WHAT TO DO
Count the lines in the records below that contain the string "handle", and reply with that number alone.

SUPPLIED DATA
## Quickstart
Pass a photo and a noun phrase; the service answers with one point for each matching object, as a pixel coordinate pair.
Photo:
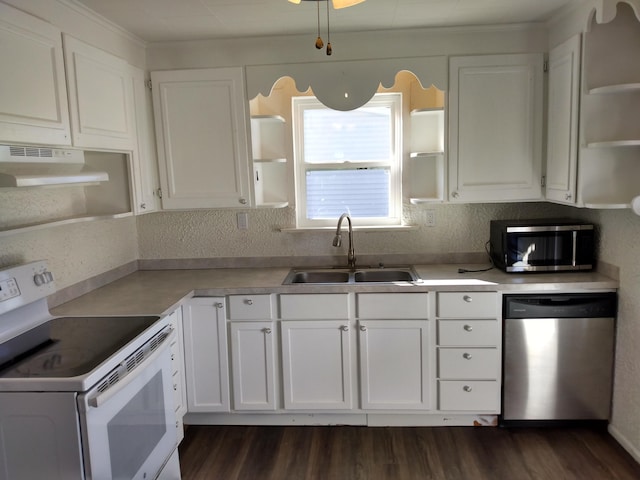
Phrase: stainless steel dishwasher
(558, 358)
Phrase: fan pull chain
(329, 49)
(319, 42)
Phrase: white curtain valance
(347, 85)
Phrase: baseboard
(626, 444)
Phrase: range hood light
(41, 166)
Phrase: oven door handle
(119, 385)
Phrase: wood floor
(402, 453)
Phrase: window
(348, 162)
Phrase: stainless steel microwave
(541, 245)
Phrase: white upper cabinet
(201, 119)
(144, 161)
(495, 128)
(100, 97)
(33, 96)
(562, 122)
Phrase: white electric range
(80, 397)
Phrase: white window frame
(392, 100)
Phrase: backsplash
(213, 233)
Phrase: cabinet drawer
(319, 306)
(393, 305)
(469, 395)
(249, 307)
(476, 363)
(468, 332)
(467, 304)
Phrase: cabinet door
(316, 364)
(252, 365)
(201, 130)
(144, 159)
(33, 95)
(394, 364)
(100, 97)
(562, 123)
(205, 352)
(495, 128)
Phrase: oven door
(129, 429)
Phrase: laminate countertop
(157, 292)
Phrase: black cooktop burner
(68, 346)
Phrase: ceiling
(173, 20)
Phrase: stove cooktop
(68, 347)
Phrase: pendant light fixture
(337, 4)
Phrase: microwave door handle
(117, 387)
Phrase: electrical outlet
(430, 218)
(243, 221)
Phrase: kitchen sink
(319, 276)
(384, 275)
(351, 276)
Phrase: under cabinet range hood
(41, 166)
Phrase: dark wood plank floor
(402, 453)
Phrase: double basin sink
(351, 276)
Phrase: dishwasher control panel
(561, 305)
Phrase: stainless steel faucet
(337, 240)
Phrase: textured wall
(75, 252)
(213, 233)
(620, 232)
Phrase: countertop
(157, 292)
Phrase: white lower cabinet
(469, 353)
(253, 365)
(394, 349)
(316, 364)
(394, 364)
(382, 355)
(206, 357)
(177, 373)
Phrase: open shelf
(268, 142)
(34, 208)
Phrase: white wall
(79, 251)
...
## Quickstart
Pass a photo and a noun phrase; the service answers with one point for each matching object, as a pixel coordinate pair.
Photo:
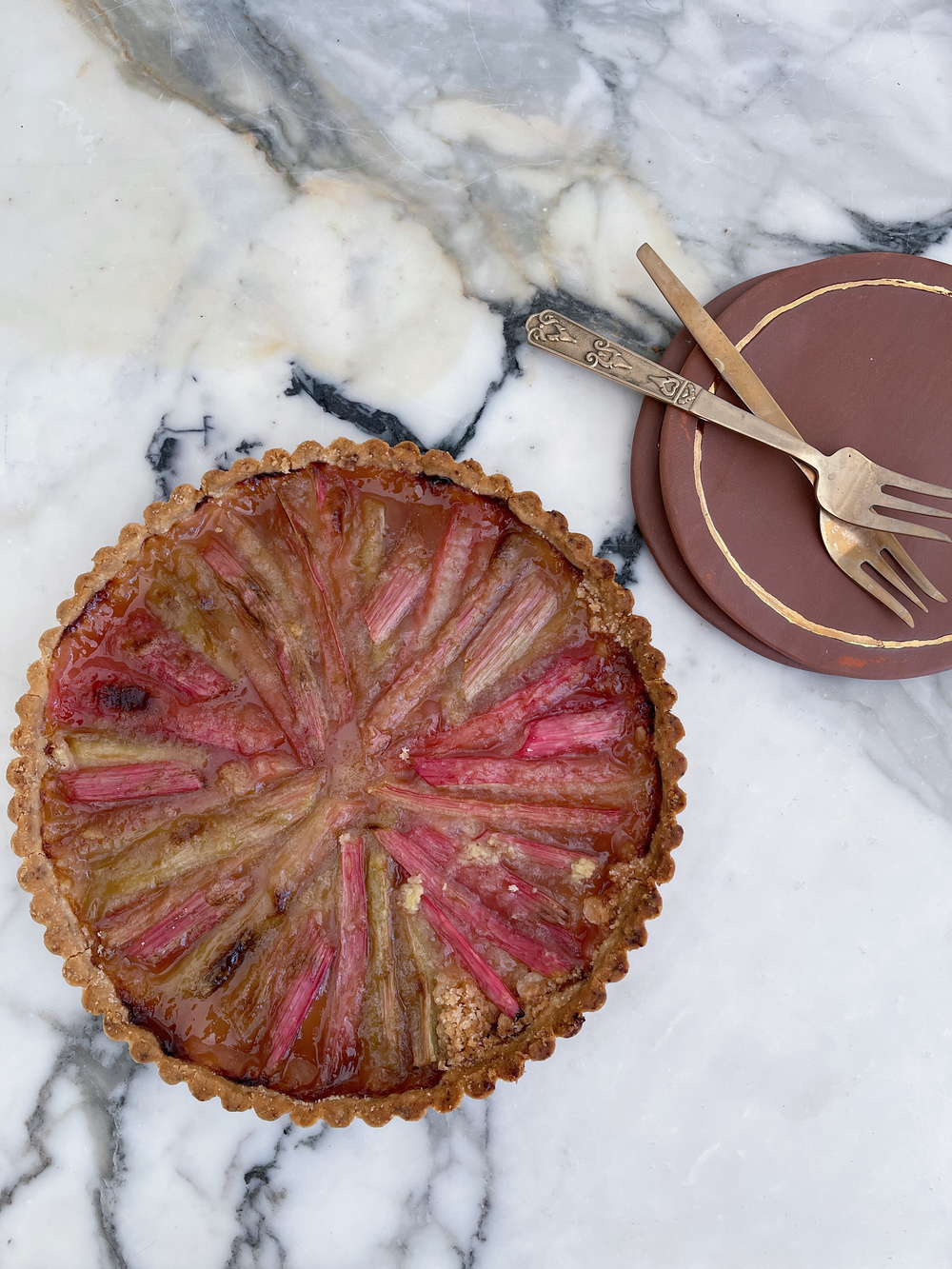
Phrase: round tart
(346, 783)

ANSWER FOR THE TASK
2